Action demandée A:
D'après le texte sur le diable noir des abysses, à quelle distance de la côte ouest de Tenerife les images ont-elles été capturées ?
Action demandée B:
Résumez en deux phrases le texte sur le diable noir des abysses.
Action demandée C:
Recopiez mot pour mot le passage du texte sur le diable noir des abysses, de « Une observation exceptionnelle » à « sombres des océans. ».

Un « diable noir » des abysses observé vivant près des îles Canaries
Le 26 janvier 2025, une découverte rare a été faite au large de Tenerife, dans les îles Canaries. Un diable noir des abysses, aussi appelé baudroie abyssale de Johnson (Melanocetus johnsonii), a été filmé vivant et en pleine nage, un phénomène quasiment inédit. Ce poisson, qui vit normalement entre 200 et 2 000 mètres de profondeur, a été observé en pleine journée, à la surface de l'eau. Cette scène inhabituelle interroge les spécialistes sur les raisons de sa présence si près de la surface.
Une observation exceptionnelle
L’équipe de Condrik Tenerife, une ONG spécialisée dans l’exploration marine, a été témoin de cette apparition. Les images, capturées à environ 2 kilomètres de la côte ouest de Tenerife, montrent un poisson au corps noir, muni de longues dents acérées et d’un leurre bioluminescent servant à attirer ses proies. Ces caractéristiques sont typiques des baudroies abyssales, qui vivent dans les zones les plus sombres des océans.

Informations:

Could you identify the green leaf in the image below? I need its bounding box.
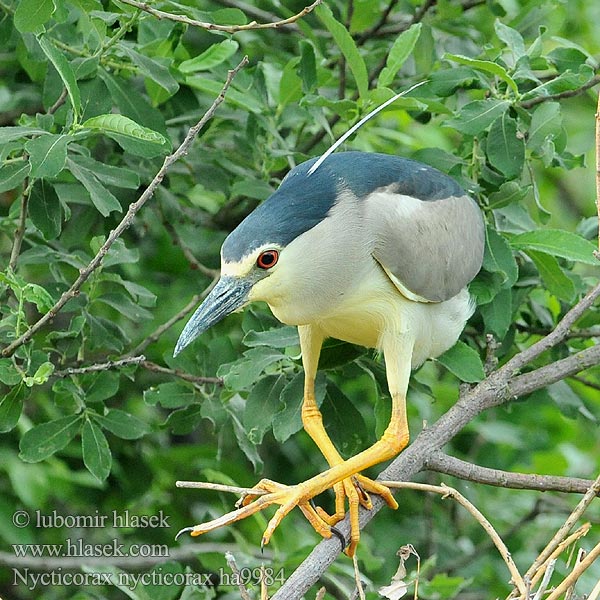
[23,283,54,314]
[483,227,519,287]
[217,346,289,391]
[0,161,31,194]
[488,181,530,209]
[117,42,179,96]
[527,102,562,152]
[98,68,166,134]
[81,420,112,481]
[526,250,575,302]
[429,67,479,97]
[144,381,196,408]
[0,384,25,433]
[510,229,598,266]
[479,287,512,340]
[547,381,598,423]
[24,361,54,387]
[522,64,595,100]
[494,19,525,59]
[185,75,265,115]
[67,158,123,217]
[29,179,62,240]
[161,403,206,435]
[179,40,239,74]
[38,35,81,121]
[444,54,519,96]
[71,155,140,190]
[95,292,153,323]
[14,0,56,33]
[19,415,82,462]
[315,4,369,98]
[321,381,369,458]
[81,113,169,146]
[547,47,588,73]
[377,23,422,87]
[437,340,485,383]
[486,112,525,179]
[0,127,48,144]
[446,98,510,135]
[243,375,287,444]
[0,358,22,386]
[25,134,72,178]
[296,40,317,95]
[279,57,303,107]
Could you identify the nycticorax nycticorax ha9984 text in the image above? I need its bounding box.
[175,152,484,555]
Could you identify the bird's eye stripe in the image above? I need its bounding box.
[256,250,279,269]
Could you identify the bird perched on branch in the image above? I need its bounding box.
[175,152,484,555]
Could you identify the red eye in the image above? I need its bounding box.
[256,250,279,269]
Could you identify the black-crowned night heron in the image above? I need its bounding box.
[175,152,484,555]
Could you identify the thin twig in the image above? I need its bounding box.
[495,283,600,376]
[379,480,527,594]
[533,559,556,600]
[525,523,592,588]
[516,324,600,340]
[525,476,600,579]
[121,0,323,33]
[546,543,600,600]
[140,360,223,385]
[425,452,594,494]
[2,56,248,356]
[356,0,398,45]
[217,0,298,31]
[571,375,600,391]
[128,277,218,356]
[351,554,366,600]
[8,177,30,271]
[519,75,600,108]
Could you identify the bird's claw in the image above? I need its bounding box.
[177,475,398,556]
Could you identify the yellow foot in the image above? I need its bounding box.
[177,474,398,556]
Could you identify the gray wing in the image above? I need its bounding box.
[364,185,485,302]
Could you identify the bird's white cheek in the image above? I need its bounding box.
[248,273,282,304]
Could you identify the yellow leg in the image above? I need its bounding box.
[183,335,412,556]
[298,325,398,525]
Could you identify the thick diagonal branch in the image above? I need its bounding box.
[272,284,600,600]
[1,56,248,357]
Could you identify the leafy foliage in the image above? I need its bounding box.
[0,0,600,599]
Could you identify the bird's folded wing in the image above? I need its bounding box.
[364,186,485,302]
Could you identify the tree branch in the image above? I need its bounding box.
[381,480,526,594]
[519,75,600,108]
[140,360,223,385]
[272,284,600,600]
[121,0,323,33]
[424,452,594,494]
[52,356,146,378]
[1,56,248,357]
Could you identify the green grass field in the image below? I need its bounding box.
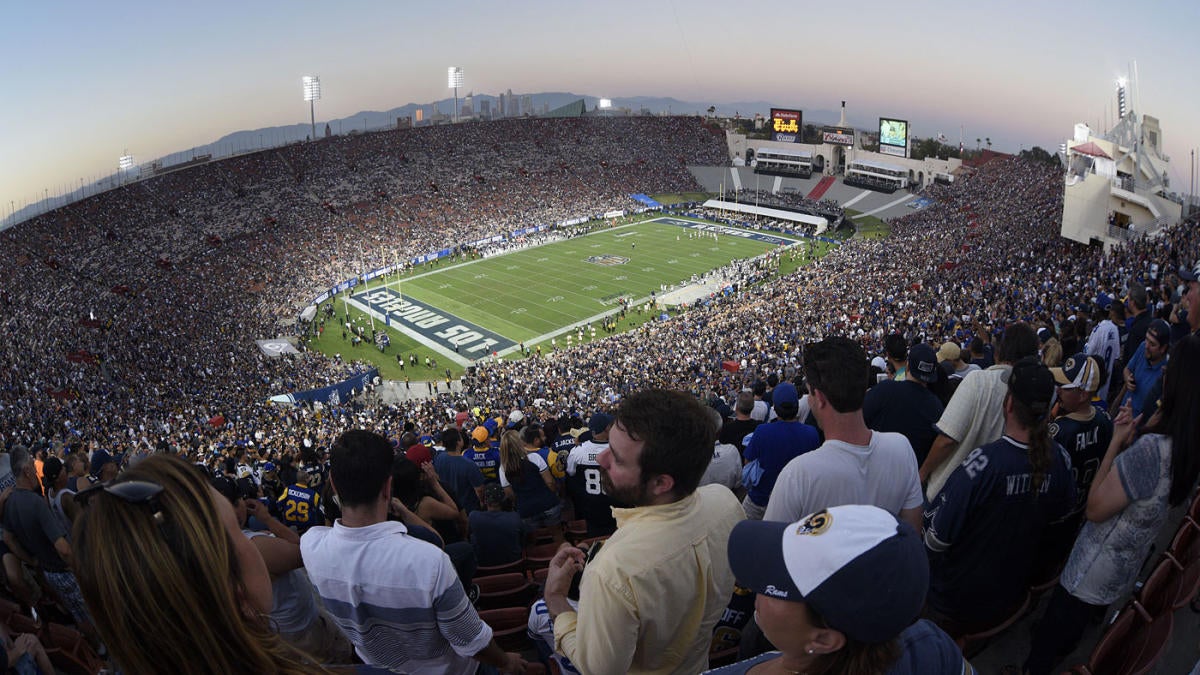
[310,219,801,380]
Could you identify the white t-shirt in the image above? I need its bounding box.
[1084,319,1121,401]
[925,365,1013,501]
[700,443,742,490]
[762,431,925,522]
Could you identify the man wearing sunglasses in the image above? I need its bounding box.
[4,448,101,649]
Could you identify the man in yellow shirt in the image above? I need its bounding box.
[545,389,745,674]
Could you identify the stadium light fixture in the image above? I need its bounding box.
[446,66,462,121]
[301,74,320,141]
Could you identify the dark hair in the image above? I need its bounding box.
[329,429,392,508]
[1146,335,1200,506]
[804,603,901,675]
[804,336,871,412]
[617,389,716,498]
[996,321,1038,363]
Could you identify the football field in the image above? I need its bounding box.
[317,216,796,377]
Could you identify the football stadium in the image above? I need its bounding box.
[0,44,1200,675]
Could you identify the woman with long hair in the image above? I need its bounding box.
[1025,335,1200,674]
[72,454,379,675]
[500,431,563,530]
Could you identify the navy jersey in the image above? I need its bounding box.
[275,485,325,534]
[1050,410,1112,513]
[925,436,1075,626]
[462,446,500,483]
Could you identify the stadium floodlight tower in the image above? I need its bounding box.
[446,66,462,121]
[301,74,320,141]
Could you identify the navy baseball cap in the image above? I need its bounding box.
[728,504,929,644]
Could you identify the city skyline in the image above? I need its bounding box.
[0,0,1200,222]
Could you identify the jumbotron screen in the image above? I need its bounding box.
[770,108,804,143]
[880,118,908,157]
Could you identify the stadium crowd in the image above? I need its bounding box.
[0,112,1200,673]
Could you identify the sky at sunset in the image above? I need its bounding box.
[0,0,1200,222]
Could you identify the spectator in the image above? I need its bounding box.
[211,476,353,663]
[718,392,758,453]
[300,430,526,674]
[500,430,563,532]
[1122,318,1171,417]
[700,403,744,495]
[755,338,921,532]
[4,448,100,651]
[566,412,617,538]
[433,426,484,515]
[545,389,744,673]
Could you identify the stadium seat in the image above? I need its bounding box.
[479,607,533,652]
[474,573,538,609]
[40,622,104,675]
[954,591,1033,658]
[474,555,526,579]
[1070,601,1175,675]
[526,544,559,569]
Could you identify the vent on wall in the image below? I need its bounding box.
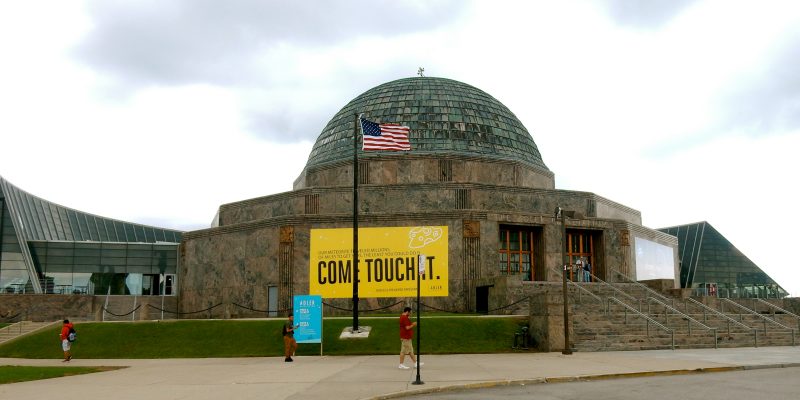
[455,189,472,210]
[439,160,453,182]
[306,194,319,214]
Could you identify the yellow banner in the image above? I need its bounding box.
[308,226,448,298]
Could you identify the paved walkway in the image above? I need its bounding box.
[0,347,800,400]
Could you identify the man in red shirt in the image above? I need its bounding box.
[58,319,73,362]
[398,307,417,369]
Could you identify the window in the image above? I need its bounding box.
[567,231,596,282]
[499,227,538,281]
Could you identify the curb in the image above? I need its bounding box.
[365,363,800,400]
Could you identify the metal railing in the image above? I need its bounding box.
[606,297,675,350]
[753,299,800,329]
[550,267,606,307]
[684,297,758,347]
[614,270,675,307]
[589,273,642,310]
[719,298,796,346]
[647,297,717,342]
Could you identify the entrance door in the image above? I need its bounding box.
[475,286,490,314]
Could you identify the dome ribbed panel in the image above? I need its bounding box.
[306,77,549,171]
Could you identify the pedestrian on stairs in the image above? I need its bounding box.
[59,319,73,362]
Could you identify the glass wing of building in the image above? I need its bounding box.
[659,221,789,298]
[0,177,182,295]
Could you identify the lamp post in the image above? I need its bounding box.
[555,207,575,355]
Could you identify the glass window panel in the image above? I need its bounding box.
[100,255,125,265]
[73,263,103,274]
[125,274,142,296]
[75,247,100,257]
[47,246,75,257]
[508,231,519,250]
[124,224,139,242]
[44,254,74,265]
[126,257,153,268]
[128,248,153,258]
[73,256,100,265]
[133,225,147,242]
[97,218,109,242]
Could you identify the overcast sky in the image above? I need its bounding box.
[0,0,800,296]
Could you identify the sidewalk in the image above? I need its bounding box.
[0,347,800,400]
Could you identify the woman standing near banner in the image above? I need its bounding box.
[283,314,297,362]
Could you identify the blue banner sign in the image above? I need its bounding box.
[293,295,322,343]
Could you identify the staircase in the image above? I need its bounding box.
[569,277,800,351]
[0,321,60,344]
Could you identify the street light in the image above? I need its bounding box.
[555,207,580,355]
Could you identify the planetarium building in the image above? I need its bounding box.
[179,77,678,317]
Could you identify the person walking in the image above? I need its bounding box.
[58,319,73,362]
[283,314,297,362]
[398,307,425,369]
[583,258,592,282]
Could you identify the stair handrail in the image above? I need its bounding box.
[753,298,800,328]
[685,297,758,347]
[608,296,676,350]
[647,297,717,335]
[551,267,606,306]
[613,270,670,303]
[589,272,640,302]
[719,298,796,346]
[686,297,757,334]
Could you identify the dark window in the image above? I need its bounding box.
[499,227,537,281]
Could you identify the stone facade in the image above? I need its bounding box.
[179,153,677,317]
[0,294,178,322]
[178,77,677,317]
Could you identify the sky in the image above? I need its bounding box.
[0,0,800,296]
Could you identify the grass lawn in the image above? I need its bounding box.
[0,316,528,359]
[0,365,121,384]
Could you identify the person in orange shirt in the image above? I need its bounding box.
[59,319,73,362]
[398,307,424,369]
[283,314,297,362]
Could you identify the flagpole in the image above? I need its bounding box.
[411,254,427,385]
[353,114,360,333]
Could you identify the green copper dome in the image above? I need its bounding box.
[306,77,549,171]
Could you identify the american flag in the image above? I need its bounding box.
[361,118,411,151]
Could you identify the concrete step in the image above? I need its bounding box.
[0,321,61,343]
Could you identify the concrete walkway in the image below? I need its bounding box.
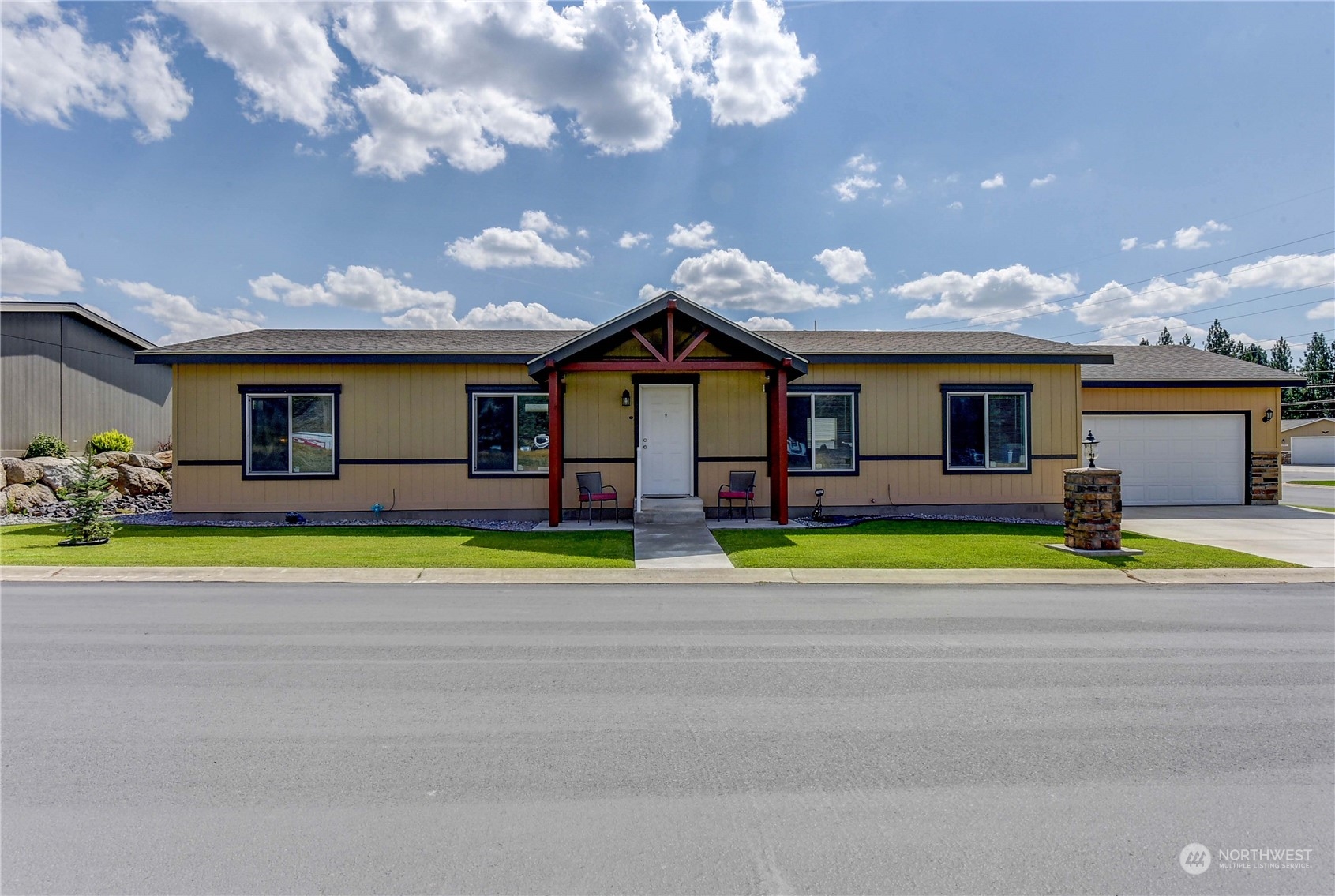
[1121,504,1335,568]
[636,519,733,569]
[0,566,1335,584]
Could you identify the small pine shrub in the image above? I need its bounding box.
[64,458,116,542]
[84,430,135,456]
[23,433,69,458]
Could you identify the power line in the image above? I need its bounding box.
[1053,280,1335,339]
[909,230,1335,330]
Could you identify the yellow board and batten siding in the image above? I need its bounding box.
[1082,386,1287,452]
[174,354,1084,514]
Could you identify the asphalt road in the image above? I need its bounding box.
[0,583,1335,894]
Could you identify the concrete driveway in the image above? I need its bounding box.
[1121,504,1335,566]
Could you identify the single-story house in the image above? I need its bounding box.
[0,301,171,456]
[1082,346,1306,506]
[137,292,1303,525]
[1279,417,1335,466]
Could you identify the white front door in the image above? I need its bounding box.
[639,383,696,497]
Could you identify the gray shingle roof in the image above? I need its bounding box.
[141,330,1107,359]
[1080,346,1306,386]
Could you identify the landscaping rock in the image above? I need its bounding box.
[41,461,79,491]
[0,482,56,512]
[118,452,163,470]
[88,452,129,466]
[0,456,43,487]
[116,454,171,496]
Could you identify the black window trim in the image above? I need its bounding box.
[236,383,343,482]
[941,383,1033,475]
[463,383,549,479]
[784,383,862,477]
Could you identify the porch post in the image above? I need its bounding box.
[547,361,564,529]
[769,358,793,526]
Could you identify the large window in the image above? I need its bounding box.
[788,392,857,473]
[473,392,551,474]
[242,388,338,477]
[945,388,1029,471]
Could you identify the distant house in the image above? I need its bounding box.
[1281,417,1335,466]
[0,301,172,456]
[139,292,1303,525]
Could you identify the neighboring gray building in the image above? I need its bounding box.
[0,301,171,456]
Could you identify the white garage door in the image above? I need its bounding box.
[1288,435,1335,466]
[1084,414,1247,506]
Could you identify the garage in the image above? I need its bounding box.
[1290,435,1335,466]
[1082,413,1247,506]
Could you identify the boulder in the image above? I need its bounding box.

Zone de réponse A:
À environ 2 kilomètres.

Zone de réponse B:
Le 26 janvier 2025, au large de Tenerife, un diable noir des abysses (Melanocetus johnsonii), poisson qui vit normalement entre 200 et 2 000 mètres de profondeur, a été filmé vivant en pleine journée à la surface de l'eau. L'équipe de l'ONG Condrik Tenerife a capturé ces images, qui montrent un poisson noir aux longues dents acérées et au leurre bioluminescent, des caractéristiques typiques des baudroies abyssales.

Zone de réponse C:
Une observation exceptionnelle
L’équipe de Condrik Tenerife, une ONG spécialisée dans l’exploration marine, a été témoin de cette apparition. Les images, capturées à environ 2 kilomètres de la côte ouest de Tenerife, montrent un poisson au corps noir, muni de longues dents acérées et d’un leurre bioluminescent servant à attirer ses proies. Ces caractéristiques sont typiques des baudroies abyssales, qui vivent dans les zones les plus sombres des océans.